__Exercise aim__
Quote the passage on MiLoRA word for word between "翻译：大型语言模型（LLM）" and "验表明，该方法具有优越性能。", inclusive.

__Provided passage__
--------------------------------

Efficient finetuning of large language models (LLMs) aims to adapt the LLMs with reduced computation and memory cost. Previous LoRA-based approaches initialize the low-rank matrices with gaussian distribution and zero values, while keeping the original weight matrices frozen. However, the trainable model parameters optimized in an unguided subspace might have interference with the well-learned subspace of the pretrained weight matrix. In this paper, we propose MiLoRA, a simple yet effective LLM finetuning approach that only updates the minor singular components of the weight matrix while keeping the principle singular components frozen. It is observed that the minor matrix corresponds to the noisy or long-tail information, while the principle matrix contains important knowledge. The MiLoRA initializes the low-rank matrices within a subspace that is orthogonal to the principle matrix, thus the pretrained knowledge is expected to be well preserved. During finetuning, MiLoRA makes the most use of the less-optimized subspace for learning the finetuning dataset. Extensive experiments on commonsense reasoning, math reasoning and instruction following benchmarks present the superior performance of our method.

翻译：大型语言模型（LLM）的高效微调旨在以较低的计算和内存成本对模型进行适配。以往基于LoRA的方法采用高斯分布和零值初始化低秩矩阵，同时保持原始权重矩阵冻结。然而，在无引导子空间中优化的可训练模型参数可能会与预训练权重矩阵中已充分学习的子空间产生干扰。本文提出MiLoRA，这是一种简单而有效的LLM微调方法，仅更新权重矩阵的次要奇异分量，同时保持主要奇异分量冻结。研究发现，次要矩阵对应噪声或长尾信息，而主要矩阵包含重要知识。MiLoRA将低秩矩阵初始化在正交于主要矩阵的子空间中，从而有望完好保留预训练知识。在微调过程中，MiLoRA充分利用优化程度较低的子空间来学习微调数据集。在常识推理、数学推理和指令跟随基准测试上的大量实验表明，该方法具有优越性能。

--------------------------------

(Natural-language object grounding data)
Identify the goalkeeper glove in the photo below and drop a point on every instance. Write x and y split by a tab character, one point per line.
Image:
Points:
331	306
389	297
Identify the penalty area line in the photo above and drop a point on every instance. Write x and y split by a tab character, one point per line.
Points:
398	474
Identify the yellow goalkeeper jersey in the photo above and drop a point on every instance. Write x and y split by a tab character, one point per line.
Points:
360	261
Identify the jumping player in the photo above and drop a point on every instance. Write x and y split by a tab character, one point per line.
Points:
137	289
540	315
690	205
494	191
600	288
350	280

--------------------------------

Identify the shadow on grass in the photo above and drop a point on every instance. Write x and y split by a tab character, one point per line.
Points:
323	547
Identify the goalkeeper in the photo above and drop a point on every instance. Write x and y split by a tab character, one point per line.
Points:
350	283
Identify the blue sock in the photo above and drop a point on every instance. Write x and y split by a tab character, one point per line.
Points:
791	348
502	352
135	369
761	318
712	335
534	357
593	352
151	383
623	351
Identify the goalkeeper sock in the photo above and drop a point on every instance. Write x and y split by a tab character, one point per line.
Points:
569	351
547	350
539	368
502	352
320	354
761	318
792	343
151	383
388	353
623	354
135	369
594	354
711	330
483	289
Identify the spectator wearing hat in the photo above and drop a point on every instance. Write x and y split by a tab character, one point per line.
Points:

--------------------------------

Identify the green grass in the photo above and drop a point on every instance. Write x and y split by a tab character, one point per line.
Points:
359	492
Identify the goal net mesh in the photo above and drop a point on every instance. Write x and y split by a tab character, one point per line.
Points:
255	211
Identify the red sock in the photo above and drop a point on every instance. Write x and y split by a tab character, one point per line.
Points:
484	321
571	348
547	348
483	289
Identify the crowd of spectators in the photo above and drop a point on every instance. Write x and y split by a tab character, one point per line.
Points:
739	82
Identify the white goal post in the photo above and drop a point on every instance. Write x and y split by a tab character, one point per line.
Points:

--------------------------------

__Output below__
翻译：大型语言模型（LLM）的高效微调旨在以较低的计算和内存成本对模型进行适配。以往基于LoRA的方法采用高斯分布和零值初始化低秩矩阵，同时保持原始权重矩阵冻结。然而，在无引导子空间中优化的可训练模型参数可能会与预训练权重矩阵中已充分学习的子空间产生干扰。本文提出MiLoRA，这是一种简单而有效的LLM微调方法，仅更新权重矩阵的次要奇异分量，同时保持主要奇异分量冻结。研究发现，次要矩阵对应噪声或长尾信息，而主要矩阵包含重要知识。MiLoRA将低秩矩阵初始化在正交于主要矩阵的子空间中，从而有望完好保留预训练知识。在微调过程中，MiLoRA充分利用优化程度较低的子空间来学习微调数据集。在常识推理、数学推理和指令跟随基准测试上的大量实验表明，该方法具有优越性能。